■ **SOURCE**:
--------------------------------
An application for parochial relief who had been for three months receiving continually increasing allowances, but who was not on the permanent roll, applied to the Inspector of the Poor of Lanark on the 22d of May for further relief. She then received a shilling, and was told not to come back till the 8th of June, when her case would be considered by the board. On the 31st of May she presented a petition to the Sheriff, setting forth these circumstances, and praying that the inspector should be ordained to award her relief. The Sheriff-Substitute (Dyce) held the question to be one as to adequacy of relief, not of refusal, and therefore that his jurisdiction was excluded, the petitioner's remedy being a complaint to the Board of Supervision under section 74 of the Poor Law Amendment Act. On appeal, the Sheriff (Alison) altered, holding that the allowance of such a small sum for such a long period amounted substantially to a refusal of relief. The inspector advocated.
A debate took place before the Lord Ordinary on the question of law disposed of by the Sheriffs, but his Lordship was of opinion that it was necessary that there should be a proof of the averments of parties. A proof was accordingly taken. After a second debate, the Lord Ordinary returned, on the same grounds, to the interlocutor of the Sheriff-Substitute. His Lordship further held that the petitioner's case was excluded by the judgment of the Court in the case of Johnstone v. Black, July 13, 1859, 21 D. 1293.
The petitioner (respondent) reclaimed.
W. A. Brown for her argued—There are two facts in the case beyond dispute (1) that for a period of three weeks the petitioner was left to depend for her maintenance on a sum of one shilling; and (2) that she never was at any time entered in the permanent, but was throughout placed on the casual roll of paupers. It is not disputed that a pauper, refused relief, has a right of action before the Sheriff, and the Sheriff-Depute was right in holding that the allowance of so small a sum for such a long period is virtually a refusal of relief. The circumstances of the case, therefore, would have given the petitioner the remedy of appeal to the Sheriff even if she had been placed on the permanent roll of paupers. But being only on the casual roll, she is not a poor person having legal rights in the sense of the 33d section of the Poor Law Amendment Act, and therefore the remedy of appeal to the Board of Supervision was not competent to her, because that is only given to those who are on the permanent roll, and thereby have legal rights as paupers. The case quoted by the Lord Ordinary has no application whatever to the circumstances of this action. That was a case where the Court held that the administration of temporary relief did not operate to the effect of destroying a settlement on the ground that the relieving parish did no more than discharge the obligation which was incumbent on the parish where the pauper had a settlement. That case went no length at all to decide that a person receiving temporary relief was entitled to avail himself of the privileges accorded to paupers by the Poor Law Act, who are on the permanent roll.
John Marshall, for the respondent, was not called upon.
The Lord President said the case would be continued till the Court had an opportunity of inquiring into the practice of the Board of Supervision.
--------------------------------
■ **SUPPLIED MATERIAL**:
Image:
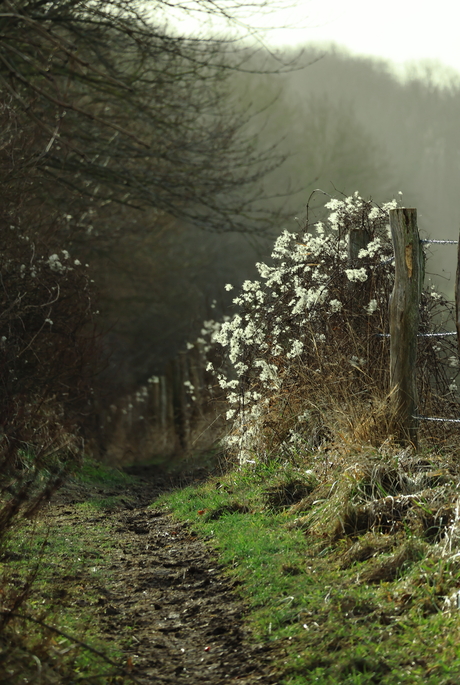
--------------------------------
■ **WORK INSTRUCTIONS**:
a) Answer these questions from the report:
(i) On what date did the petitioner present her petition to the Sheriff?
(ii) Which earlier case did the Lord Ordinary hold to exclude the petitioner's case?
(iii) Who argued on behalf of the petitioner when she reclaimed?
b) Reproduce the report from "John Marshall, for" to "Board of Supervision.", renaming "Lord President" as "Lord Justice-Clerk".
Rely solely on the report for your answers.

■ **OUTPUTS FOR THE TASKS**:
a)
(i) The 31st of May.
(ii) Johnstone v. Black, July 13, 1859, 21 D. 1293.
(iii) W. A. Brown.

b)
John Marshall, for the respondent, was not called upon.
The Lord Justice-Clerk said the case would be continued till the Court had an opportunity of inquiring into the practice of the Board of Supervision.